### What needs to be done
Update the part of the items that opens with the line containing "silver stripe on" and closes with the line containing "[[347, 105, 386, 176]]", replacing "steel conveyor structure" with "metal conveyor frame" and leaving all else unchanged. Give only those lines.

### Input records
####

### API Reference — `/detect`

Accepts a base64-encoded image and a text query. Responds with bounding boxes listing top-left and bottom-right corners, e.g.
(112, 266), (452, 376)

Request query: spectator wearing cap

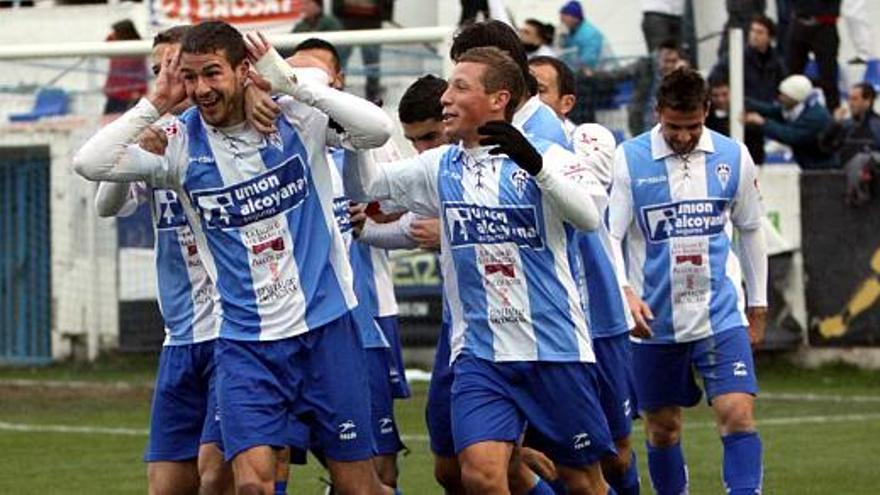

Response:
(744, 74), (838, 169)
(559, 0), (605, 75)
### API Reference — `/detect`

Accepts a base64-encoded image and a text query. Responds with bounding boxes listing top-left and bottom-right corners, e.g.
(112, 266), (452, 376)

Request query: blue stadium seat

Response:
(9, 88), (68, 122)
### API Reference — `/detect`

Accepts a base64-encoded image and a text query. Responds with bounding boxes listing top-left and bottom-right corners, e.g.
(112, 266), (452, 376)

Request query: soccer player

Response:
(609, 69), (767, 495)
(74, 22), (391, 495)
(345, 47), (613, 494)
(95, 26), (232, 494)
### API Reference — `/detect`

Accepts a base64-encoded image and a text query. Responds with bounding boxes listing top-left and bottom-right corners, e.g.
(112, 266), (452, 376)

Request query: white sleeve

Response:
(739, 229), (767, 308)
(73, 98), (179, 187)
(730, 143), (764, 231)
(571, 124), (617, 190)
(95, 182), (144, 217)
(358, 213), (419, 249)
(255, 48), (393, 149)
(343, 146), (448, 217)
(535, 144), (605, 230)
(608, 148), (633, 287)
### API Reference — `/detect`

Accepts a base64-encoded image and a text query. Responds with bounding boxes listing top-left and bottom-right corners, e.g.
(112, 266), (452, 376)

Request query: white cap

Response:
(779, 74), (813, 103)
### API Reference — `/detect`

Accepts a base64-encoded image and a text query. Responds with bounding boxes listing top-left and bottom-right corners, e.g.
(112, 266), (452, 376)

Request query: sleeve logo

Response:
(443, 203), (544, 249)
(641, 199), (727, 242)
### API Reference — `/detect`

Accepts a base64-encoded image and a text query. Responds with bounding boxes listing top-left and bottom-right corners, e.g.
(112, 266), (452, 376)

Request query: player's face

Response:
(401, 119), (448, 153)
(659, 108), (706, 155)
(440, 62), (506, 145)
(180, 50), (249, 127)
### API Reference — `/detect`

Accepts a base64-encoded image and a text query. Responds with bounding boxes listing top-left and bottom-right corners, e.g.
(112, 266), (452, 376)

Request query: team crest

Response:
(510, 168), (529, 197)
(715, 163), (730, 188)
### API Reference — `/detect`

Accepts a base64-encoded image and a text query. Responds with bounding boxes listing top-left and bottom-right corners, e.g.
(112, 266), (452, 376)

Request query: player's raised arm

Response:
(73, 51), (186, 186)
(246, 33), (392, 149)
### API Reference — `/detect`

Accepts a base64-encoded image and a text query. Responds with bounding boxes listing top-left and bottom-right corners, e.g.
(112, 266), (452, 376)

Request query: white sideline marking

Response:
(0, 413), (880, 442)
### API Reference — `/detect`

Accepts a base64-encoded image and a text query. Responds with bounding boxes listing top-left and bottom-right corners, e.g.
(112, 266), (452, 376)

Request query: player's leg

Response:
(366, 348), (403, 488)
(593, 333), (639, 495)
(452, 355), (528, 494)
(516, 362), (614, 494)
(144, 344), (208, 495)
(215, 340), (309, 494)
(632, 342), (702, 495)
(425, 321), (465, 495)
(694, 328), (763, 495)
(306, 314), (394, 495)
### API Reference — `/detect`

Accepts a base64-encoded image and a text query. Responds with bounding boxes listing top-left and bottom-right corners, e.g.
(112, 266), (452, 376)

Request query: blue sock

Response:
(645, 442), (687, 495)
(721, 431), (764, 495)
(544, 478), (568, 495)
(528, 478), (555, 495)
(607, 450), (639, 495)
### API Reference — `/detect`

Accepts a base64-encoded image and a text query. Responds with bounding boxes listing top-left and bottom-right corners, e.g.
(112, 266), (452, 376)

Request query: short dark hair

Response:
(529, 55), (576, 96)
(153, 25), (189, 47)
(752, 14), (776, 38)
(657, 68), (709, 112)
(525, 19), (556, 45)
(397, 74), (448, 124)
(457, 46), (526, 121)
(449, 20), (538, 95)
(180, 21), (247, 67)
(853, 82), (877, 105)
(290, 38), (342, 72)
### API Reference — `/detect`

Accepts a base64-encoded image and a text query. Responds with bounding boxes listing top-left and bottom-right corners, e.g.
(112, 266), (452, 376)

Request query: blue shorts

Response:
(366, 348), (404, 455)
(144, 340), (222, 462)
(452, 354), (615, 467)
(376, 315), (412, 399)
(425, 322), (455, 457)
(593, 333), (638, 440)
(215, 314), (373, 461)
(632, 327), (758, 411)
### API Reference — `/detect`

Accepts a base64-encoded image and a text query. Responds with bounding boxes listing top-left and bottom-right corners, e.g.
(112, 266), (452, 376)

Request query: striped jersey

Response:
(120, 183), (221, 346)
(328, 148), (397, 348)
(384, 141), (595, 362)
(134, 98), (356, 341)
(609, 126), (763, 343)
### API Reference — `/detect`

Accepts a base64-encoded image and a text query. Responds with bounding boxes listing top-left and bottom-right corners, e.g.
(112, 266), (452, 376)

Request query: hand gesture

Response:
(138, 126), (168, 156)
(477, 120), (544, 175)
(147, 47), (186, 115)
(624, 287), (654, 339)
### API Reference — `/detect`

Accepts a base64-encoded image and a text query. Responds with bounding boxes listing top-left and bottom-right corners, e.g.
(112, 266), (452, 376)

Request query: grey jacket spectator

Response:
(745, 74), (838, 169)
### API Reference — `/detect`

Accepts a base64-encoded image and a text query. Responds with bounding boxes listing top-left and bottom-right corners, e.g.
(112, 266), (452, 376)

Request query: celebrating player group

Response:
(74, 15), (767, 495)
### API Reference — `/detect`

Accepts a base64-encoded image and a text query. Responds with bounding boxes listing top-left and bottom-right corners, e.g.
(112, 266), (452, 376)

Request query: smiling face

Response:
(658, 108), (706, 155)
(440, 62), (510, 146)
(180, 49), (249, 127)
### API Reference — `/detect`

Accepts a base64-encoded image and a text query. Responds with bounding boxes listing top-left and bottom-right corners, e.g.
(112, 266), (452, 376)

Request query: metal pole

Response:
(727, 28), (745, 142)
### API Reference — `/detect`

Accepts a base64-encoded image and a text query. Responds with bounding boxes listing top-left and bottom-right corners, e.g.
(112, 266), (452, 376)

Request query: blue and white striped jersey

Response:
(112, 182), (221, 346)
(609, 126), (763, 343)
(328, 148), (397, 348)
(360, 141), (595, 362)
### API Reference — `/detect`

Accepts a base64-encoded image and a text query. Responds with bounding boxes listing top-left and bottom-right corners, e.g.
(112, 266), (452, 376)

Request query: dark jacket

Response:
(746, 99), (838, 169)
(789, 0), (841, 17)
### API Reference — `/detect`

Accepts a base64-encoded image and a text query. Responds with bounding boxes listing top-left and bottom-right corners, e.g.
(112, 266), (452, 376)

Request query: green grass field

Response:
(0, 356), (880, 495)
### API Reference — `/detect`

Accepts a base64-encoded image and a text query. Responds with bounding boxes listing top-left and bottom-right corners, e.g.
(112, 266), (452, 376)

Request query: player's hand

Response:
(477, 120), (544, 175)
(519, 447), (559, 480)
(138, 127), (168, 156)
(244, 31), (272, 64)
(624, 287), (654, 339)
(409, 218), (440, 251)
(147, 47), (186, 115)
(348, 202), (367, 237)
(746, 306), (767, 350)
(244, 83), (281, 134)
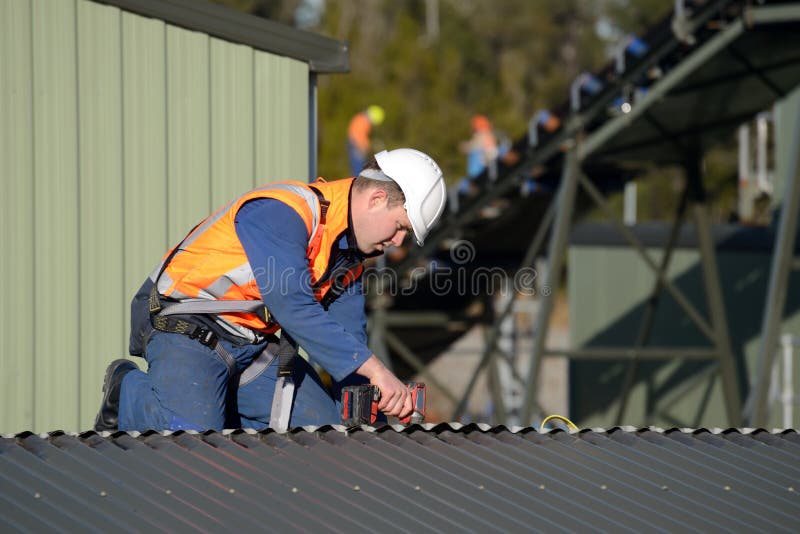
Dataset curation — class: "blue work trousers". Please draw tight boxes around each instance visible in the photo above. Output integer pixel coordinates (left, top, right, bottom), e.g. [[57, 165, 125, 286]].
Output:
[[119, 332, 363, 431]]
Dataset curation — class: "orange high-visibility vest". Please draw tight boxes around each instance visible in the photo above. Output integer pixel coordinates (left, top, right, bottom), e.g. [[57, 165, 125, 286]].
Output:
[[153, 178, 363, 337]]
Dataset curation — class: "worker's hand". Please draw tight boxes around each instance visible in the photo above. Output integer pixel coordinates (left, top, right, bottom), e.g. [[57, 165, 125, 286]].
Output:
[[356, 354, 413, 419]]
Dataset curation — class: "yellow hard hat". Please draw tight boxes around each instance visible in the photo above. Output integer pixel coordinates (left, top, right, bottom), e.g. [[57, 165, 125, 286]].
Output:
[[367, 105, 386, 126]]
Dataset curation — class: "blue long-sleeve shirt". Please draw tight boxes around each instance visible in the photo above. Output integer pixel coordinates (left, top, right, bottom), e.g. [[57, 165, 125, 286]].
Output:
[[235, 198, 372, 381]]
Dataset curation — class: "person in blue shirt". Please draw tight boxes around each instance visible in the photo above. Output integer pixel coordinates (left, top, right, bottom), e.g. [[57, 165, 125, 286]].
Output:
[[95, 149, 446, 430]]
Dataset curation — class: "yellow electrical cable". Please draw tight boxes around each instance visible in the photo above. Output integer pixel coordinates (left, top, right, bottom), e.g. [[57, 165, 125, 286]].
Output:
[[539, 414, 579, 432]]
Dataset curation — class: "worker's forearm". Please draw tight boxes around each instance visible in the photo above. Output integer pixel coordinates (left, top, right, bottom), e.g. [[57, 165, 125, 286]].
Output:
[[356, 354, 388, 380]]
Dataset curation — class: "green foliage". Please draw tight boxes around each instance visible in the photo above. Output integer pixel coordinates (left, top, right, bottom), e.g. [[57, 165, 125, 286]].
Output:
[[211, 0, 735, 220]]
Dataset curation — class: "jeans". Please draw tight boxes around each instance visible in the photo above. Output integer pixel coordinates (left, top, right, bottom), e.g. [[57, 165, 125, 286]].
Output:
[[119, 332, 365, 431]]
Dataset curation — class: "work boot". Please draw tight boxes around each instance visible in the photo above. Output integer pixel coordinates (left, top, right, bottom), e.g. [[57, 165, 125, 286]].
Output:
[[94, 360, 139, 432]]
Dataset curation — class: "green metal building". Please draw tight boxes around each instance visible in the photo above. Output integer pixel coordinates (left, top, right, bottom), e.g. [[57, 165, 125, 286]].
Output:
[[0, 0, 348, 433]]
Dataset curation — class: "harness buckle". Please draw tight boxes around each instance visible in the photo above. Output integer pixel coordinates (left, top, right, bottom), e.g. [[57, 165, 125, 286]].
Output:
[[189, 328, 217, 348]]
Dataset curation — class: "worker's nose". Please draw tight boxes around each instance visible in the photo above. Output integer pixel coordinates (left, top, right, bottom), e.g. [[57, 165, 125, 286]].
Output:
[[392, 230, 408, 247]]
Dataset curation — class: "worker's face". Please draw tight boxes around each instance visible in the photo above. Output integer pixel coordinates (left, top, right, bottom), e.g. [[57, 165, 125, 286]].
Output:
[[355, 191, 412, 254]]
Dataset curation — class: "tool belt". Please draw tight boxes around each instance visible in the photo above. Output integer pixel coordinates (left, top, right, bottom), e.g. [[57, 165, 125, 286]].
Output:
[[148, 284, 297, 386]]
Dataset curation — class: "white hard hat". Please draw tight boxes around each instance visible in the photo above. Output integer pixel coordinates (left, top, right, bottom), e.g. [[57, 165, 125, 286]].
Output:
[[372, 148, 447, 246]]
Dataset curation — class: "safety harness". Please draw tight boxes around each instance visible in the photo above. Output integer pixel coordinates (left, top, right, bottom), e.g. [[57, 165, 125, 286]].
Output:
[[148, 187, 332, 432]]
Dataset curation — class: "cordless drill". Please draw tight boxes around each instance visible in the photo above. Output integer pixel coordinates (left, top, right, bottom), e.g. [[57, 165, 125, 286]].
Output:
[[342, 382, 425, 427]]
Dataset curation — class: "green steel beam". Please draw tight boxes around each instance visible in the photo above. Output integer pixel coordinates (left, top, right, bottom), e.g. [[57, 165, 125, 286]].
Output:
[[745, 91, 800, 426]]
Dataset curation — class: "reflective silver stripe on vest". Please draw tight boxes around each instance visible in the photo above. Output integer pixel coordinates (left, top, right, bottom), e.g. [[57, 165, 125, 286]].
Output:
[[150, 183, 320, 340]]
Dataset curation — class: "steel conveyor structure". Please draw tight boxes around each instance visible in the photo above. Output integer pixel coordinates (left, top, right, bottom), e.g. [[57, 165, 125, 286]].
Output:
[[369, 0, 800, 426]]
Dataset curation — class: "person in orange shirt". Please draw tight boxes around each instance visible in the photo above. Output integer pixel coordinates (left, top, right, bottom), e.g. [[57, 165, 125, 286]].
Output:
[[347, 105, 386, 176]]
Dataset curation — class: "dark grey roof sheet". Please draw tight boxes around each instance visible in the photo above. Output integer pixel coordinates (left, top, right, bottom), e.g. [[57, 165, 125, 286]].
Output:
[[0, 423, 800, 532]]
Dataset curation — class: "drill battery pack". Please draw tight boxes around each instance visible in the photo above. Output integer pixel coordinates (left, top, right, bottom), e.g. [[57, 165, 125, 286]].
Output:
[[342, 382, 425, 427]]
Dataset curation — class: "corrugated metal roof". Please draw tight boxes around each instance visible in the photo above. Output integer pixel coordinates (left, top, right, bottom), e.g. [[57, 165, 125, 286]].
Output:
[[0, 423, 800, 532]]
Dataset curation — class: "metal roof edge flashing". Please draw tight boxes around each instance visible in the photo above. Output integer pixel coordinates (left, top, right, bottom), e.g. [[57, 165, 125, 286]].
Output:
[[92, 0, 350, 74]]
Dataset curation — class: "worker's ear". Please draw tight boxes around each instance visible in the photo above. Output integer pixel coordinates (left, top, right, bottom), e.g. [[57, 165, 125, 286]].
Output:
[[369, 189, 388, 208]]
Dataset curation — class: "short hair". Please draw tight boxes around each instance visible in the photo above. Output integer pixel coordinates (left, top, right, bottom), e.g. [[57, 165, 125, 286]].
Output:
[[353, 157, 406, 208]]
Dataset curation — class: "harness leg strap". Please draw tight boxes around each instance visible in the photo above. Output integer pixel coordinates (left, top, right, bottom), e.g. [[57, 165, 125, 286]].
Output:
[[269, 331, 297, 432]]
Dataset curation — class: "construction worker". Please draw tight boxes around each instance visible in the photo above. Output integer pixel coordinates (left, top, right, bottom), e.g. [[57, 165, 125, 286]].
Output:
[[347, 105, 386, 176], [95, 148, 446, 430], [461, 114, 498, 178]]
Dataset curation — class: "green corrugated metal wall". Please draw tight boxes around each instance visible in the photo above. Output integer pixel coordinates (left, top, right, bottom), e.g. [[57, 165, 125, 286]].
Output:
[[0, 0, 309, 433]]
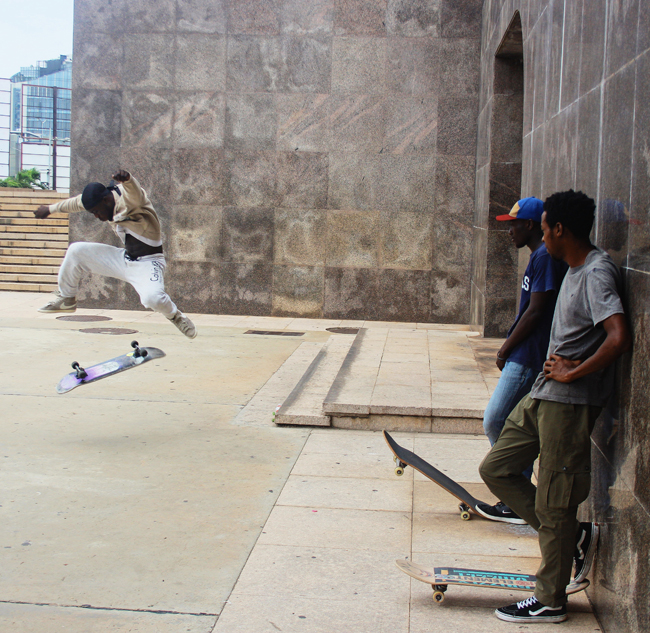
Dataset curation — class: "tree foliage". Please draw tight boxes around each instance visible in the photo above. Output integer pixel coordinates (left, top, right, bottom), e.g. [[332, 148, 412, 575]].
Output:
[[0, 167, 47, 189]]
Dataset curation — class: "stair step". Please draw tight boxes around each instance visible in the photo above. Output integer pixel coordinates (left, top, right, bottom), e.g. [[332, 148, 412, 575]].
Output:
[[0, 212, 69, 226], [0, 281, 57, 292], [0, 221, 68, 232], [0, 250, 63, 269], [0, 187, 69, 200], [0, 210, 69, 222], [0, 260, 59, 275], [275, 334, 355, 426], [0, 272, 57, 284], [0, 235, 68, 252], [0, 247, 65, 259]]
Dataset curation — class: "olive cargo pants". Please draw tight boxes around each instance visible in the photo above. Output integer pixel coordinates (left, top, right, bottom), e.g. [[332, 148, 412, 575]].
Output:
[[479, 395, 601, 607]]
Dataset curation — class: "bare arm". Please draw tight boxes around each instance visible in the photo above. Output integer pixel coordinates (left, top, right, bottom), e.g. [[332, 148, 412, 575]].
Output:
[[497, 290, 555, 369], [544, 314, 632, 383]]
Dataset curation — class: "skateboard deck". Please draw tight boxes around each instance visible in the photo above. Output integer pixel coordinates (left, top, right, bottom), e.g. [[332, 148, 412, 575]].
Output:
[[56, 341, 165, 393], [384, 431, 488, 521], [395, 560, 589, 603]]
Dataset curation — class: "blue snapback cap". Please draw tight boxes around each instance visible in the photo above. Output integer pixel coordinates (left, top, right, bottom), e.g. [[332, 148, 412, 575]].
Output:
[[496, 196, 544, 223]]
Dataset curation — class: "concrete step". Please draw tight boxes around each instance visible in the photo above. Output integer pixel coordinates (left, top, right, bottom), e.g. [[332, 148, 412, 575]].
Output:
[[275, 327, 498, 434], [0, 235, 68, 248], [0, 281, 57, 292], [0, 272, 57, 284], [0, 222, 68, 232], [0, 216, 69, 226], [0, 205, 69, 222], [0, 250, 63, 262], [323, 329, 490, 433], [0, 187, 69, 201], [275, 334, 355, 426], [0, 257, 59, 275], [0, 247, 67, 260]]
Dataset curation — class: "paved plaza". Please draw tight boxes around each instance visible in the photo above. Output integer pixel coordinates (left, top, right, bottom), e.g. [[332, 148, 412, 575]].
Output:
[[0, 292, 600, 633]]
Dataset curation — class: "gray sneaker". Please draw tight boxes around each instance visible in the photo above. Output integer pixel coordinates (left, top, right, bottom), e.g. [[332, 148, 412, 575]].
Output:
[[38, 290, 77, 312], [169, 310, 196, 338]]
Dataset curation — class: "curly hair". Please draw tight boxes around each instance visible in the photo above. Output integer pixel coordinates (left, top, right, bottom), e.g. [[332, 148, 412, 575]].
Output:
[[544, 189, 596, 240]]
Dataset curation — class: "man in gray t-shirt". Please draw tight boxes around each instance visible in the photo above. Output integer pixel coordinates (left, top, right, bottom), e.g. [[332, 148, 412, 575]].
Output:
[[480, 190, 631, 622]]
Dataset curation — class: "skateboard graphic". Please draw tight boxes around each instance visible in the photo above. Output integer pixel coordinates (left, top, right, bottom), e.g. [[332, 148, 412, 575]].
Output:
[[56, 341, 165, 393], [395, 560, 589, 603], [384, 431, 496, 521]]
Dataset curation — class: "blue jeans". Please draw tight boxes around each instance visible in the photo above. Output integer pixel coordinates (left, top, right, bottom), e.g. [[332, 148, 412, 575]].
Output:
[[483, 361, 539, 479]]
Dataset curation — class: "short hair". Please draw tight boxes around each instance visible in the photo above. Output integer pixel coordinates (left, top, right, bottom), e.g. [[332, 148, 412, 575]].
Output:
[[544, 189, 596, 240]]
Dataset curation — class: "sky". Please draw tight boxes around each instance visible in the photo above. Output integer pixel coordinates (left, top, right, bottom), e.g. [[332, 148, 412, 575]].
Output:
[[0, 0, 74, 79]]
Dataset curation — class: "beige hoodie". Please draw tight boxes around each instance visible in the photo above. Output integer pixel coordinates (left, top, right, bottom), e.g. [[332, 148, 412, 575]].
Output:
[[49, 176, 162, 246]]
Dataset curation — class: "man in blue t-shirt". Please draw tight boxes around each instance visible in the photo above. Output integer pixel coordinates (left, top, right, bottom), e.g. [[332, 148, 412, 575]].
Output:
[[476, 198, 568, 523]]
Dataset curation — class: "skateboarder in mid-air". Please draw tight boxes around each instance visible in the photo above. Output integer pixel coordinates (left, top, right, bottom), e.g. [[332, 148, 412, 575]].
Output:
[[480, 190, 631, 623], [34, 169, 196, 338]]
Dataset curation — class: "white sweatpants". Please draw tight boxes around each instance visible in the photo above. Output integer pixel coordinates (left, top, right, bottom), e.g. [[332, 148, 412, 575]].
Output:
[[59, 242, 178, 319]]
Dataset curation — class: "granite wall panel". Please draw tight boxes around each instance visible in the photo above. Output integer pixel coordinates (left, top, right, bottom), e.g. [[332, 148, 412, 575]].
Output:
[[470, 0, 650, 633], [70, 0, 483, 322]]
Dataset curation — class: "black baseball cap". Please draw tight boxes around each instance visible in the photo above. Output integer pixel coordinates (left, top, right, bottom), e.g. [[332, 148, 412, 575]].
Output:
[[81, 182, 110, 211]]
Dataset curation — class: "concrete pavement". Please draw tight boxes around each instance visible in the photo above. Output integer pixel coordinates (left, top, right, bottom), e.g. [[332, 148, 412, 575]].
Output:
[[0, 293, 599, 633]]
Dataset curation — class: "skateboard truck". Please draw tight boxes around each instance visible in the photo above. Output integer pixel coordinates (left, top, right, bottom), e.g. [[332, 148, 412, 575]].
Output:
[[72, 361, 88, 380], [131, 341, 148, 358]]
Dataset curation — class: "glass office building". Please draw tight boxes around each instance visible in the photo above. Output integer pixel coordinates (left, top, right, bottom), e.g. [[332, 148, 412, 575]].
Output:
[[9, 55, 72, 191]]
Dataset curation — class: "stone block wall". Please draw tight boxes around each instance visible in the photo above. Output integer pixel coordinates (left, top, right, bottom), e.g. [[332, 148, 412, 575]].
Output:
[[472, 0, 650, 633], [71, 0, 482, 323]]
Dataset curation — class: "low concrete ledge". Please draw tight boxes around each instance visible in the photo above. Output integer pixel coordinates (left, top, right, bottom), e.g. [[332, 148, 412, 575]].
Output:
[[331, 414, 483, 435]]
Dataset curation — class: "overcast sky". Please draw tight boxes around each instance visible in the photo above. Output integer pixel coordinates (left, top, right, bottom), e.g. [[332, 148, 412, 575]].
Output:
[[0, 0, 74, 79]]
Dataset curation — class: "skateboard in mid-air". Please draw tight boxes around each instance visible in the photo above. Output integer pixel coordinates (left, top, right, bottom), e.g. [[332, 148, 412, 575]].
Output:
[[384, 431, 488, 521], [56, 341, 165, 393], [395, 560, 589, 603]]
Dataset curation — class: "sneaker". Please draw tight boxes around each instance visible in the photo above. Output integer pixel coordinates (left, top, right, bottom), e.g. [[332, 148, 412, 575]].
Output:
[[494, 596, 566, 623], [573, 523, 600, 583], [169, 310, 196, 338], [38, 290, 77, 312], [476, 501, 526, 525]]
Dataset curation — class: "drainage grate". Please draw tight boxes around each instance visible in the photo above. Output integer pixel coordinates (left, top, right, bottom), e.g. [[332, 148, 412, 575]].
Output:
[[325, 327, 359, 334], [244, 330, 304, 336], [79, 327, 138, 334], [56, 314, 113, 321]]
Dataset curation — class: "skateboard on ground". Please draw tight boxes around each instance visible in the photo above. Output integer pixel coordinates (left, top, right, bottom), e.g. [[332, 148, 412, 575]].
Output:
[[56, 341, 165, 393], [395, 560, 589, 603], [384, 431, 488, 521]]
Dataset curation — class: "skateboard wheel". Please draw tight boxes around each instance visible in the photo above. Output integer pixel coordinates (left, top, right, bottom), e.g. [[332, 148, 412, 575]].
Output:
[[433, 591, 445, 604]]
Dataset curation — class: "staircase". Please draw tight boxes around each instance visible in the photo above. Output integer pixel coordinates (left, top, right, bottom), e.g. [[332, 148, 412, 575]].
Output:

####

### Response
Dataset curation — class: "reflective silver stripe on vest". Please draw tight boxes around each instance visible in the photo above. Output integer pixel coordinates (left, top, right, bottom), e.g. [[57, 165, 125, 286]].
Output:
[[150, 183, 320, 340]]
Dataset curation — class: "metal conveyor frame". Please draw tight boxes around each instance visible in the photo above. Output integer pixel coordinates (left, top, right, bottom), e.g. [[57, 165, 125, 286]].
Output:
[[369, 0, 800, 426]]
Dataset curation — class: "person in orange shirt". Please draw tight boxes around each instance visible in the photo above. Output integer pixel coordinates (left, top, right, bottom), e.g. [[57, 165, 125, 286]].
Output:
[[347, 105, 386, 176]]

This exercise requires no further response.